◆ **AUFGABE**: Ordne die Zeilen der Auflistung vom Anfang bis einschließlich der Zeile mit "[[69, 299], [408, 362], [311, 419]]" als Markdown-Tabelle mit den Spalten "Nr" und "Zeile" an. Lass Leerzeilen und Bilder weg.

Einträge der Sammlung:
┌──

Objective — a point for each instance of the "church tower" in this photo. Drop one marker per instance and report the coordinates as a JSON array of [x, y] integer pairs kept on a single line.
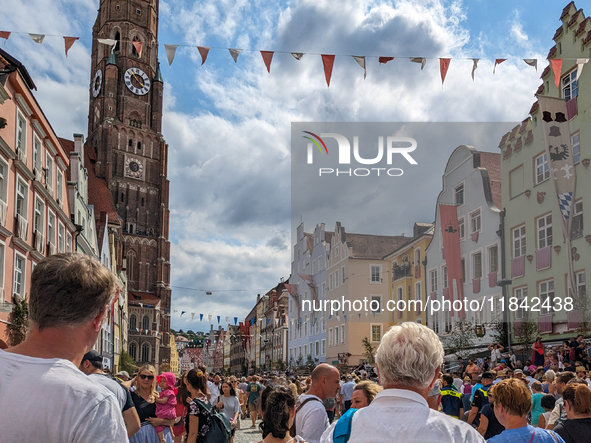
[[124, 128]]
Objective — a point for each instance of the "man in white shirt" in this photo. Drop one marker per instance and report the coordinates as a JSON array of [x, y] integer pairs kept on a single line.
[[69, 299], [408, 362], [311, 419]]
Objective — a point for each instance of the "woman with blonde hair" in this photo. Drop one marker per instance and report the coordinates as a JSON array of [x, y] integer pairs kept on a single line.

└──

◆ **ERGEBNIS**:
| Nr | Zeile |
|---|---|
| 1 | Objective — a point for each instance of the "church tower" in this photo. Drop one marker per instance and report the coordinates as a JSON array of [x, y] integer pairs kept on a single line. |
| 2 | [[124, 128]] |
| 3 | Objective — a point for each instance of the "man in white shirt" in this photo. Drop one marker per instance and report the coordinates as a JSON array of [x, y] integer pairs kept on a single line. |
| 4 | [[69, 299], [408, 362], [311, 419]] |